Task objective
Pick out each line in the data that contains the word "sunglasses" and copy it.

Dataset extract
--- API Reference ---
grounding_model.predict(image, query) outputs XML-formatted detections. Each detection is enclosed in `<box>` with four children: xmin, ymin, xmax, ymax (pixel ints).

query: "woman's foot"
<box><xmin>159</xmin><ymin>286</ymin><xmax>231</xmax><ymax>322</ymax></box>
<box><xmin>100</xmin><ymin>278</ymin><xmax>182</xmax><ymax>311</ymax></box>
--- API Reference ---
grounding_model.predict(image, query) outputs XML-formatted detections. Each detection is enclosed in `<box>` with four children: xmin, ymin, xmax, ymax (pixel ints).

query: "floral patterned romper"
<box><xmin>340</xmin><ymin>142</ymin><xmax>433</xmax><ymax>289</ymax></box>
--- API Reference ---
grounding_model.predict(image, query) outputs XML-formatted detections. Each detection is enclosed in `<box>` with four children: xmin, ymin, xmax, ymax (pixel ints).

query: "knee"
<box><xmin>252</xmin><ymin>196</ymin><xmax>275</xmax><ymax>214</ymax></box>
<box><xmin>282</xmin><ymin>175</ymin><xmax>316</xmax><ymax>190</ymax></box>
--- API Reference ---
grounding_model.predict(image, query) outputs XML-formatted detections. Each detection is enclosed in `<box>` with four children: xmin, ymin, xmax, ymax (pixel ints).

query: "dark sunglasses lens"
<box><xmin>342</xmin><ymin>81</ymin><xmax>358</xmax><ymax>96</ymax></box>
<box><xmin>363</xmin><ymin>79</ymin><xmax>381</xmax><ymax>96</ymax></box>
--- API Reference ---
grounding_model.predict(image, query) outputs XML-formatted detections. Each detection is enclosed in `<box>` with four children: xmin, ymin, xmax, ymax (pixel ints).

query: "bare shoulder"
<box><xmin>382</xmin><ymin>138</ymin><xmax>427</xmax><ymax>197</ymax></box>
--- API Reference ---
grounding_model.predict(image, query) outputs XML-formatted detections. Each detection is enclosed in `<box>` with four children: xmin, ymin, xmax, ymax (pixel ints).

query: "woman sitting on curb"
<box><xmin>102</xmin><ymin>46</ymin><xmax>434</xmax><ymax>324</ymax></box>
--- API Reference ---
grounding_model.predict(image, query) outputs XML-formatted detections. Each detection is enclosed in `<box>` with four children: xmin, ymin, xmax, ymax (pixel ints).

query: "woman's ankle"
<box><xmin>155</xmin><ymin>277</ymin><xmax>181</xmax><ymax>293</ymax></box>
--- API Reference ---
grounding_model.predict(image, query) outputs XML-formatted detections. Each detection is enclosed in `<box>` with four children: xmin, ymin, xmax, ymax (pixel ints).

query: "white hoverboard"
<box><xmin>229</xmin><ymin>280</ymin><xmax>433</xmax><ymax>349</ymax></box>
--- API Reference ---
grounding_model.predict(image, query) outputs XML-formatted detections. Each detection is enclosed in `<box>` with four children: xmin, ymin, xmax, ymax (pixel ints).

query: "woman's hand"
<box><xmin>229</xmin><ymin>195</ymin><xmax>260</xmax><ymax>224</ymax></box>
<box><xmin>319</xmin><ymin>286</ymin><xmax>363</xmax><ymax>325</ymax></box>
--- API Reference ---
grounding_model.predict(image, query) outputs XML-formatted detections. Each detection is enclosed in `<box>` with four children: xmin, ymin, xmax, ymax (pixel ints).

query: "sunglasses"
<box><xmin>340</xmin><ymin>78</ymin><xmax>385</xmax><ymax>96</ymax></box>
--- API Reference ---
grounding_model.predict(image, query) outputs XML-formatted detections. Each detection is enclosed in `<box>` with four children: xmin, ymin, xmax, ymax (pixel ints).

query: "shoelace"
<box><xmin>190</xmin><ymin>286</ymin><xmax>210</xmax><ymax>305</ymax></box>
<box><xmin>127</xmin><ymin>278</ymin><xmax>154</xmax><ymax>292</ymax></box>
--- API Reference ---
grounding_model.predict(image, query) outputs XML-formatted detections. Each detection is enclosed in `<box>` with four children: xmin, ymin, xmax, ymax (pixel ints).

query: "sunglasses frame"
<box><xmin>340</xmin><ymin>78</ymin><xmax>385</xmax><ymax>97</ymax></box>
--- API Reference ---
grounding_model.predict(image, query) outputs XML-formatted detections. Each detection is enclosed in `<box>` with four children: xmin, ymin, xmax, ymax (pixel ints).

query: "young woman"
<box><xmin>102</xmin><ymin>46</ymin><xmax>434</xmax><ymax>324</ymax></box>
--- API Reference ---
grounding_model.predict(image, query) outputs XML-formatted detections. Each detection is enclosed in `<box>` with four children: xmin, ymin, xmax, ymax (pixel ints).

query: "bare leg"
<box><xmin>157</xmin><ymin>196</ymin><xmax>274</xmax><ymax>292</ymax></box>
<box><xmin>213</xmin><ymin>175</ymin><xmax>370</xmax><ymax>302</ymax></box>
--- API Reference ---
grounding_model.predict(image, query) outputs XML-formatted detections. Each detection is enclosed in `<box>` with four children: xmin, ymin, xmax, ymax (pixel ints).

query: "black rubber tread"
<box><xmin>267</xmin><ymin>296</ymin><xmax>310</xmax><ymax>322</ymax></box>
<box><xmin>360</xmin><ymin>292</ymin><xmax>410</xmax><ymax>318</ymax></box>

Expected answer
query: "dark sunglasses lens"
query: "sunglasses"
query: "sunglasses frame"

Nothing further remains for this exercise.